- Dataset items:
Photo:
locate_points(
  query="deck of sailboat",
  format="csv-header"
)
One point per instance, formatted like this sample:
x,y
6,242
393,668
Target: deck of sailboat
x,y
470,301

--

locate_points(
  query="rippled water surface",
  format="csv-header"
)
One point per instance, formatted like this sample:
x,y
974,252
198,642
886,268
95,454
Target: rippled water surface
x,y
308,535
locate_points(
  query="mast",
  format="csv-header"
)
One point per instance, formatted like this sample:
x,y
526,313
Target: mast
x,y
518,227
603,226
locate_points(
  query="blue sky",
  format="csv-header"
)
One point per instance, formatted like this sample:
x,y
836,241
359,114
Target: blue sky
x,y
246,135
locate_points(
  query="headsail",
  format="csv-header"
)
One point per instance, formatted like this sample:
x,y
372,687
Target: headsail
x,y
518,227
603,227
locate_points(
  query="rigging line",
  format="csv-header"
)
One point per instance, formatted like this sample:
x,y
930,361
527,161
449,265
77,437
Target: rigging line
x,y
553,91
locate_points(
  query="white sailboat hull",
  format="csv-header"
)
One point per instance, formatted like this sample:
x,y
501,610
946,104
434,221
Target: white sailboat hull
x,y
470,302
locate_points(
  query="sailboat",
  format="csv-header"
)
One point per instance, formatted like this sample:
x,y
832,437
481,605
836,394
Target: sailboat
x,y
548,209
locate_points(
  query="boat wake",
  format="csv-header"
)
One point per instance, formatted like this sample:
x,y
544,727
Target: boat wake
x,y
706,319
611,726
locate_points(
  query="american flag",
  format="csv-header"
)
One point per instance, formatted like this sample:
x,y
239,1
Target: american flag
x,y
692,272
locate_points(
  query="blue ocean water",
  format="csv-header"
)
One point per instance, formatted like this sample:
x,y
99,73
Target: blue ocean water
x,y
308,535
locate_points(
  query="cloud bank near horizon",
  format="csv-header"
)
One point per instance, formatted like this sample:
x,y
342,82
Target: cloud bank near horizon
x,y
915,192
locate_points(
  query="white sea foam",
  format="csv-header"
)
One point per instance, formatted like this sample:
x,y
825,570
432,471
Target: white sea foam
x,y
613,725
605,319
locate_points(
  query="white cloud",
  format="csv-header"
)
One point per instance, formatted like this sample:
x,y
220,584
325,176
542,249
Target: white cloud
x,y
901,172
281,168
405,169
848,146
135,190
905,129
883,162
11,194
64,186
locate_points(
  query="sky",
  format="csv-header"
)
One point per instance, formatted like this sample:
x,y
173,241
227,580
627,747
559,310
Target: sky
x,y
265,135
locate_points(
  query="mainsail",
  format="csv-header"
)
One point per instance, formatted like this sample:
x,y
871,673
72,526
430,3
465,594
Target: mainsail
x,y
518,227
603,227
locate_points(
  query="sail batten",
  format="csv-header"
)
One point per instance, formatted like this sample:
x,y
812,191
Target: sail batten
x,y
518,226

---

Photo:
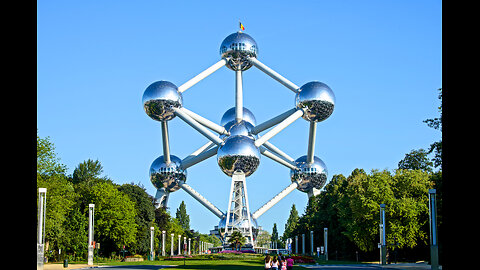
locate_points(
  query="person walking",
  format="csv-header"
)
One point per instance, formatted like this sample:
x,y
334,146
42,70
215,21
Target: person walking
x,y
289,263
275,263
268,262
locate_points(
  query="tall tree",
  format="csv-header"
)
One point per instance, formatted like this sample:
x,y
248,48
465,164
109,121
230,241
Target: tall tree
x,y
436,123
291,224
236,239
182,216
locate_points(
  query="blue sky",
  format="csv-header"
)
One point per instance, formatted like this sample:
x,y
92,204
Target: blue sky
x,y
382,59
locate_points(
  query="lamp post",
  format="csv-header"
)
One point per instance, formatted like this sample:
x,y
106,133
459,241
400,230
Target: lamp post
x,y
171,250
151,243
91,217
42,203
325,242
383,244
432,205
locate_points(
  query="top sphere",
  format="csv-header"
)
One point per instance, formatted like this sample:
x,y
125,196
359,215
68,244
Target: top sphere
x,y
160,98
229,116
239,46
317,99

- What to do:
Identify every line in the records above that contains the string "rigging" (case-sensitive) and copy each of those lines.

- Completed task:
  query="rigging line",
Target: rigging line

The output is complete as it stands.